Dans la formule du titre, il y a en jeu toute la distinction qu’Emmanuel Kant (1724-1804) faisait entre « l’Impératif catégorique » du devoir qui commande sans condition et absolument (ex. « Tu ne tueras point ») et par quoi une action morale vaut en elle-même et d’autre part « l’Impératif hypothétique » qui impose à une action une condition relative à son but qui seul en fait la valeur. Ce but étant soit technique soit pragmatique. Si on se met à la place de la protagoniste de la pièce, cela donne : pour en finir plus vite avec mon agresseur qui m’a surprise dans ma cuisine pour m’assassiner sauvagement, « j’aurais mieux fait d’utiliser une hache » au lieu me défendre avec une poêle… On voit donc que même si la vie de la victime est en jeu en plus de celle de l’agresseur, toute question morale est évacuée au profit d’une question technique : efficacité d’une hache comparée à celle d’une poêle pour trucider quelqu’un.
Sauf que dans le cinéma d’horreur, en particulier dans le « slasher movie » objet théâtral choisi par le Collectif Mind The Gap, la finalité n’est pas seulement technique mais esthétique. On vise le sens étymologique d’esthétique, à savoir les sensations, les émotions que l’œuvre suscite ou réveille. Mais de quelle esthétique se réclame-t-on dans un cinéma sachant slasher ou « entailler » dans la langue de Molière ? Si la hache de bûcheron est préférable au couteau de cuisine de trente centimètres, c’est que nous sommes dans une esthétique de l’horreur, de l’effroi avec du sang giclant à flots. Plus que la sensation ou l’affect, c’est sur une jouissance pulsionnelle faite à la fois d’attraction et de répulsion que repose cette esthétique ; jouissance désirée mais repoussante, jouissance du regard (ou scopique) qui se cache la vue tout en voulant voir comme quand on se voile les yeux d’une main en écartant les doigts !
Ce plus qu’un simple plaisir peut-il avoir sa place au théâtre ? Au cinéma, c’est bien la pulsion scopique qui transformant l’œil en zone érogène, est sollicitée par l’horreur jouissive d’une scène associant violence et transgression de la norme morale. Au théâtre, cette pulsion n’a pas sa place car l’œil n’étant pas devant des images, le sujet n’est pas voyeur ou invité à fantasmer. Le théâtre se désigne d’ailleurs pas seulement par ce que l’on regarde mais par le lieu d’où l’on regarde. Dans son concept antique, la scène et les gradins sont un seul et même espace intégré. Cela reste vrai aujourd’hui, le public du spectacle vivant est partie intégrante de l’événement théâtre. Il est sollicité comme regardeur de ce qui va lui être donné à voir et à entendre car cela le regarde. Le théâtre, salle et scène ensemble est par nature un lieu social voire politique et pas seulement esthétique même si une catharsis s’y produit. Au théâtre, les sens perçoivent une globalité, le spectateur participe comme un témoin à une action ou un ensemble d’actes et son cerveau ne doit pas seulement enregistrer des stimuli jouissifs ; il doit réfléchir pour comprendre ce qui se déroule, pourquoi untel fait ceci ou dit cela comme s’il était devant une scène réelle de la vie et non pas dans son lit en train de rêver ou cauchemarder, illusion que réalise fort bien le cinéma dans ses salles obscures. Si on force le trait, le cinéma hypnotise alors que le théâtre questionne.

- [CONSIGNE 1]:
Quels noms propres apparaissent dans l'extrait sur le cinéma d'horreur et le théâtre ?
L'extrait et les entrées n'ont aucun rapport entre eux.

- [Lignes d'un jeu de données]:
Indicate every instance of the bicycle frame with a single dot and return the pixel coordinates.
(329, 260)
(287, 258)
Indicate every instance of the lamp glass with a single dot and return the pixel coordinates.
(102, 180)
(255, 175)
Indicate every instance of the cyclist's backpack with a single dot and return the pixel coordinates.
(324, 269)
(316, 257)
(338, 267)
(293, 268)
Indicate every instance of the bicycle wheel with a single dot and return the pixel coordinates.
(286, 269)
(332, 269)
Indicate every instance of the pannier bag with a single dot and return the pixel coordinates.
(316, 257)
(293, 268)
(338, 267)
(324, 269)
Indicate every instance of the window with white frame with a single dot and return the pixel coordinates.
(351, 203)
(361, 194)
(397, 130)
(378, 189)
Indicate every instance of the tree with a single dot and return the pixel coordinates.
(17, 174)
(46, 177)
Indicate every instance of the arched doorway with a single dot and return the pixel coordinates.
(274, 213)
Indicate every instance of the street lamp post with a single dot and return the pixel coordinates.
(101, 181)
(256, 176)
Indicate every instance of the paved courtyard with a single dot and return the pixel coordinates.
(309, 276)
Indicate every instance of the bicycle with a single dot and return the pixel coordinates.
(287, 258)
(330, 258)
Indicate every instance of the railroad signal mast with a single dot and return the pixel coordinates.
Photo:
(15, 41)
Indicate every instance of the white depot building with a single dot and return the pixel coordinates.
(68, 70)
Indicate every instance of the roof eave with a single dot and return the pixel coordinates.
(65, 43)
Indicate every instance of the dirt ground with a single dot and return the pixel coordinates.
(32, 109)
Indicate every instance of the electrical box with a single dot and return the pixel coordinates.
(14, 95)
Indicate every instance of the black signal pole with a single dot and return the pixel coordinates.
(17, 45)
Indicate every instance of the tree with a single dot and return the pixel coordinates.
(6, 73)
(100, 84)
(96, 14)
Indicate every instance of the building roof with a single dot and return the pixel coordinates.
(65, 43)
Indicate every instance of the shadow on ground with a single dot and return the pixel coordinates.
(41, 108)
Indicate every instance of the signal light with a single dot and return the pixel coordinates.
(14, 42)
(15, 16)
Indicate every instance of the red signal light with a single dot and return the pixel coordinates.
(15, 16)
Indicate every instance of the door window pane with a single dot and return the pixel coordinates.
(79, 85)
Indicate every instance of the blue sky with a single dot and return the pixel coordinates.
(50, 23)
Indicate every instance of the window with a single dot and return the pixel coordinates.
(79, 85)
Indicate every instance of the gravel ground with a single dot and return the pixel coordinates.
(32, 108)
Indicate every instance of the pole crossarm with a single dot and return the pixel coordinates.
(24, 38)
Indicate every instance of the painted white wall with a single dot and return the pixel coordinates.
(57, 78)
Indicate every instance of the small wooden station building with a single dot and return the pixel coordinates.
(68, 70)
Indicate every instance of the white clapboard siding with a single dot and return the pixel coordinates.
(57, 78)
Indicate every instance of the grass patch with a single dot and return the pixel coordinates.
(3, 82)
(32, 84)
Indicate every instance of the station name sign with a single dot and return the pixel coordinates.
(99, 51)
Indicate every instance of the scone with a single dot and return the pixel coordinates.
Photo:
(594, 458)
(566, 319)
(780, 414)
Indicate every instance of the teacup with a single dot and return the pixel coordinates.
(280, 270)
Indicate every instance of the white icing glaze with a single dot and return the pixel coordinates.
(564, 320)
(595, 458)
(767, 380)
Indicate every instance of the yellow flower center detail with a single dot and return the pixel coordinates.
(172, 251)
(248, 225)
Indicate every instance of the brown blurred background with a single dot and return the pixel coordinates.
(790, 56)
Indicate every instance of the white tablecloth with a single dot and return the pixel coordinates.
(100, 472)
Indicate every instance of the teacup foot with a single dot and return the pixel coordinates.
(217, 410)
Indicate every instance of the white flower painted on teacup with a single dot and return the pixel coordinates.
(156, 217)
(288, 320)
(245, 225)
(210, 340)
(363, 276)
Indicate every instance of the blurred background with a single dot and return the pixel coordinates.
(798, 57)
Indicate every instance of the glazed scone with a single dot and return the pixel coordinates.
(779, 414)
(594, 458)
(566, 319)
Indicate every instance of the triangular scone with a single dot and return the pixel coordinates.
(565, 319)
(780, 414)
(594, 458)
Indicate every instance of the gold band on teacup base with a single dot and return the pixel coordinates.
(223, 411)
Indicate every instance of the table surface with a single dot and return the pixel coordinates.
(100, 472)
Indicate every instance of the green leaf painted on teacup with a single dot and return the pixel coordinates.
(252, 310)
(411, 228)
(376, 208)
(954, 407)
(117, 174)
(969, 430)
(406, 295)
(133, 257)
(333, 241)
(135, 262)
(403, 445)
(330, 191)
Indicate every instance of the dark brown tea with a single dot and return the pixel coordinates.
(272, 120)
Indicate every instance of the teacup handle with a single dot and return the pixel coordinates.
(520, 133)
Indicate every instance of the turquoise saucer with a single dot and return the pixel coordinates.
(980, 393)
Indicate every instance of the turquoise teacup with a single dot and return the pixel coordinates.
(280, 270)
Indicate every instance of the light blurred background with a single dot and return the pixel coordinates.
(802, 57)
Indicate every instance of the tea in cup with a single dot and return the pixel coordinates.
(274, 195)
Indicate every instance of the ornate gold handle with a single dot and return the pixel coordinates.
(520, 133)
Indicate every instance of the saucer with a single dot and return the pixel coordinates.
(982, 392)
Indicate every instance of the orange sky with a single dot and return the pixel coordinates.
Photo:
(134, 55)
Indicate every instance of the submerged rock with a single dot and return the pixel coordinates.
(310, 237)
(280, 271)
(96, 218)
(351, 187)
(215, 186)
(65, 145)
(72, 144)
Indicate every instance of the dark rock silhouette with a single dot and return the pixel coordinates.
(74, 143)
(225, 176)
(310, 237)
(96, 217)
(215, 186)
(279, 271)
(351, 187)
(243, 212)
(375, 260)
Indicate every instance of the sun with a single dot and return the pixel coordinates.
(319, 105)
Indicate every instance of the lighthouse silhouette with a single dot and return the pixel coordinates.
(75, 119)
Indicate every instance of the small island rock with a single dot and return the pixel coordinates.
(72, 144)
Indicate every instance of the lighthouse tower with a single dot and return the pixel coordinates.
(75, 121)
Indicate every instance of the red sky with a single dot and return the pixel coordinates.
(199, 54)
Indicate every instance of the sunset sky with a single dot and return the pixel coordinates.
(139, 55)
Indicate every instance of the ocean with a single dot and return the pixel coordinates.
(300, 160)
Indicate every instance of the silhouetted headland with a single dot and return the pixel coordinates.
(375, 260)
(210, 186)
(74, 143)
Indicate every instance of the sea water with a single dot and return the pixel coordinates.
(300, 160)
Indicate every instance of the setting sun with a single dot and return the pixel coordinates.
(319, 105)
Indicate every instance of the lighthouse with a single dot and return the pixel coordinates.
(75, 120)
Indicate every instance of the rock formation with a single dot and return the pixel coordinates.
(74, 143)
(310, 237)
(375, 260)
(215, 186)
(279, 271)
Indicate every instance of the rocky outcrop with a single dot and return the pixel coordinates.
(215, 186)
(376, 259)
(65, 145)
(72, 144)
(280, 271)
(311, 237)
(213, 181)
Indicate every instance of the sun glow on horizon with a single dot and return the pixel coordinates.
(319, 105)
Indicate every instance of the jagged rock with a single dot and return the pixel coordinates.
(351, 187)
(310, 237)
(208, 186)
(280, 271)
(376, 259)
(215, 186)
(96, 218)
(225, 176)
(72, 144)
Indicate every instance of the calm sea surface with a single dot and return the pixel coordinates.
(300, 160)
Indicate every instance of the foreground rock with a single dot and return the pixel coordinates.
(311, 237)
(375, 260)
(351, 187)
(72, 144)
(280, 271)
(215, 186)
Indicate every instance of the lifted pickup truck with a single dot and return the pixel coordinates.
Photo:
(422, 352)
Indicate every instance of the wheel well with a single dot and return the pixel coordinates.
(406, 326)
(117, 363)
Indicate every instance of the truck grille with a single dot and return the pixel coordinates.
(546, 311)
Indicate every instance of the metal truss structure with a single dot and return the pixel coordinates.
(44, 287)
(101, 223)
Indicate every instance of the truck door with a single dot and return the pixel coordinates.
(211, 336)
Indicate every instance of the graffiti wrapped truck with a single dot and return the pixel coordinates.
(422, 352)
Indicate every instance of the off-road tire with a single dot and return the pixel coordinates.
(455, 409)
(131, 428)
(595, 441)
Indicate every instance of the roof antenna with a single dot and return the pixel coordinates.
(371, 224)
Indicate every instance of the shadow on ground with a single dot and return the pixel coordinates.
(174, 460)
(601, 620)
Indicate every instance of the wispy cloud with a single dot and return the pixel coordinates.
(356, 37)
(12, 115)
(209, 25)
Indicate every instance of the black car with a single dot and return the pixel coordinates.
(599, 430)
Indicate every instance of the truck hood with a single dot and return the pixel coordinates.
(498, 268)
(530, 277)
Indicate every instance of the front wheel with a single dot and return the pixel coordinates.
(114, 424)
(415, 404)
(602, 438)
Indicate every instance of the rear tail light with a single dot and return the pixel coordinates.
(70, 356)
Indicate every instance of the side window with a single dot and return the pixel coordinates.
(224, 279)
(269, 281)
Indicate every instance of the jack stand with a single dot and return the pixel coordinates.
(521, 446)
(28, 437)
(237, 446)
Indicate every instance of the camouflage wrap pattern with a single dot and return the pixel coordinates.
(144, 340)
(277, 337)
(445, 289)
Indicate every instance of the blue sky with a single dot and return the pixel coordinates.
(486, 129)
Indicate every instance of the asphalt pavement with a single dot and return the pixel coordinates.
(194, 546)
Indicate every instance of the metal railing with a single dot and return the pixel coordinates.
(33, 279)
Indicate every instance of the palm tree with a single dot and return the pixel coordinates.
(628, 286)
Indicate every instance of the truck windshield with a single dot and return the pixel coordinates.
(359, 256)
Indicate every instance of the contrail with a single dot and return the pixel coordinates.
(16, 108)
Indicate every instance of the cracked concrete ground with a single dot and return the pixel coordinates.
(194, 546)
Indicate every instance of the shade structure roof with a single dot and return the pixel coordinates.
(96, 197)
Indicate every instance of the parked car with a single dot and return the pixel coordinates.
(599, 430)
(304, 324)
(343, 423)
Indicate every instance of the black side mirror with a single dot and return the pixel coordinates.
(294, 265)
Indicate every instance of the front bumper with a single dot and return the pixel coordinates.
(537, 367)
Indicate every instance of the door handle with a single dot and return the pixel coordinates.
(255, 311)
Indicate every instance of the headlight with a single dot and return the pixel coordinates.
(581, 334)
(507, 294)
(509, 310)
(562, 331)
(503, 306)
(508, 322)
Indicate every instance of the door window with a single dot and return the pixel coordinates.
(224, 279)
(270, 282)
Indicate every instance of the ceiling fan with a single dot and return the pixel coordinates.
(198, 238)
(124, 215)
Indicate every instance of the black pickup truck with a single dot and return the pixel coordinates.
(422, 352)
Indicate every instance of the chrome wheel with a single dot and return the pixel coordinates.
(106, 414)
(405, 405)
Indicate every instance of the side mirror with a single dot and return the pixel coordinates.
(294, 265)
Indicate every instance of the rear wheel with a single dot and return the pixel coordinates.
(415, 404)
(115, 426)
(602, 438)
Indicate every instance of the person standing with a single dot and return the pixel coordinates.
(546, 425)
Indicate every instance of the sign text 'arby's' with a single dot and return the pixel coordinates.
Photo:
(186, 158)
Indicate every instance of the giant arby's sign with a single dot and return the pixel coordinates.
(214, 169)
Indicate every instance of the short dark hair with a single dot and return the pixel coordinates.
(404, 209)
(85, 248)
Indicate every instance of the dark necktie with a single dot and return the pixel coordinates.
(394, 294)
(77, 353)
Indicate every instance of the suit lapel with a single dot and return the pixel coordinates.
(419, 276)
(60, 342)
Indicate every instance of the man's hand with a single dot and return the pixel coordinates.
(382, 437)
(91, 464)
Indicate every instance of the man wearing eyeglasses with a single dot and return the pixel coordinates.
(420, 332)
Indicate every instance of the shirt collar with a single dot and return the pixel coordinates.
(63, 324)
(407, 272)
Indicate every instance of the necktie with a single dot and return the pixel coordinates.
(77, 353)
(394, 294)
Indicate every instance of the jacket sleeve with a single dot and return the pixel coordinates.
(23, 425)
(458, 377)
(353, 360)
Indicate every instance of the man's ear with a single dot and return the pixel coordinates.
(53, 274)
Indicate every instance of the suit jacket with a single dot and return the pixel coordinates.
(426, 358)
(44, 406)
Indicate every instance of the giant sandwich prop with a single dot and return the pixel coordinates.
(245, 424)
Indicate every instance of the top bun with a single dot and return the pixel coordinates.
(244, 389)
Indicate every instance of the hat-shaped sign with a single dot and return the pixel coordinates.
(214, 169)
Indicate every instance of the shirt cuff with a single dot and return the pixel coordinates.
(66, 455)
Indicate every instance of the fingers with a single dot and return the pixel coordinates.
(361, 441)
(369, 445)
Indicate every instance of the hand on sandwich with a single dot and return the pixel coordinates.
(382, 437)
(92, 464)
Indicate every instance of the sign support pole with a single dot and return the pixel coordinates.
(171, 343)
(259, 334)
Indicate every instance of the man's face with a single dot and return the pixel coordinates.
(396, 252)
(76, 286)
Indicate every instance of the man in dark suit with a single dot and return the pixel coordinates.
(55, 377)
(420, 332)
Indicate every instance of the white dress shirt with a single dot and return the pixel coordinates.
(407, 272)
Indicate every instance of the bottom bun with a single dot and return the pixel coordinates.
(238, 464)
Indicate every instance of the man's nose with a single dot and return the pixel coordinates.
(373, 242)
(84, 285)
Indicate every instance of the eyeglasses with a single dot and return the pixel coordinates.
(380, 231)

- [CONSIGNE 2]:
Présentez sous forme de liste JSON de chaînes, une chaîne par ligne et sans lignes vides, les lignes des entrées, à partir de celle qui contient "Indicate every instance of the man's face" et jusqu'à la fin des entrées.

- [RÉPONSE 1]:
Emmanuel Kant ; Collectif Mind The Gap ; Molière

- [RÉPONSE 2]:
[
  "Indicate every instance of the man's face with a single dot and return the pixel coordinates.",
  "(396, 252)",
  "(76, 286)",
  "Indicate every instance of the man in dark suit with a single dot and return the pixel coordinates.",
  "(55, 377)",
  "(420, 332)",
  "Indicate every instance of the white dress shirt with a single dot and return the pixel coordinates.",
  "(407, 272)",
  "Indicate every instance of the bottom bun with a single dot and return the pixel coordinates.",
  "(238, 464)",
  "Indicate every instance of the man's nose with a single dot and return the pixel coordinates.",
  "(373, 242)",
  "(84, 285)",
  "Indicate every instance of the eyeglasses with a single dot and return the pixel coordinates.",
  "(380, 231)"
]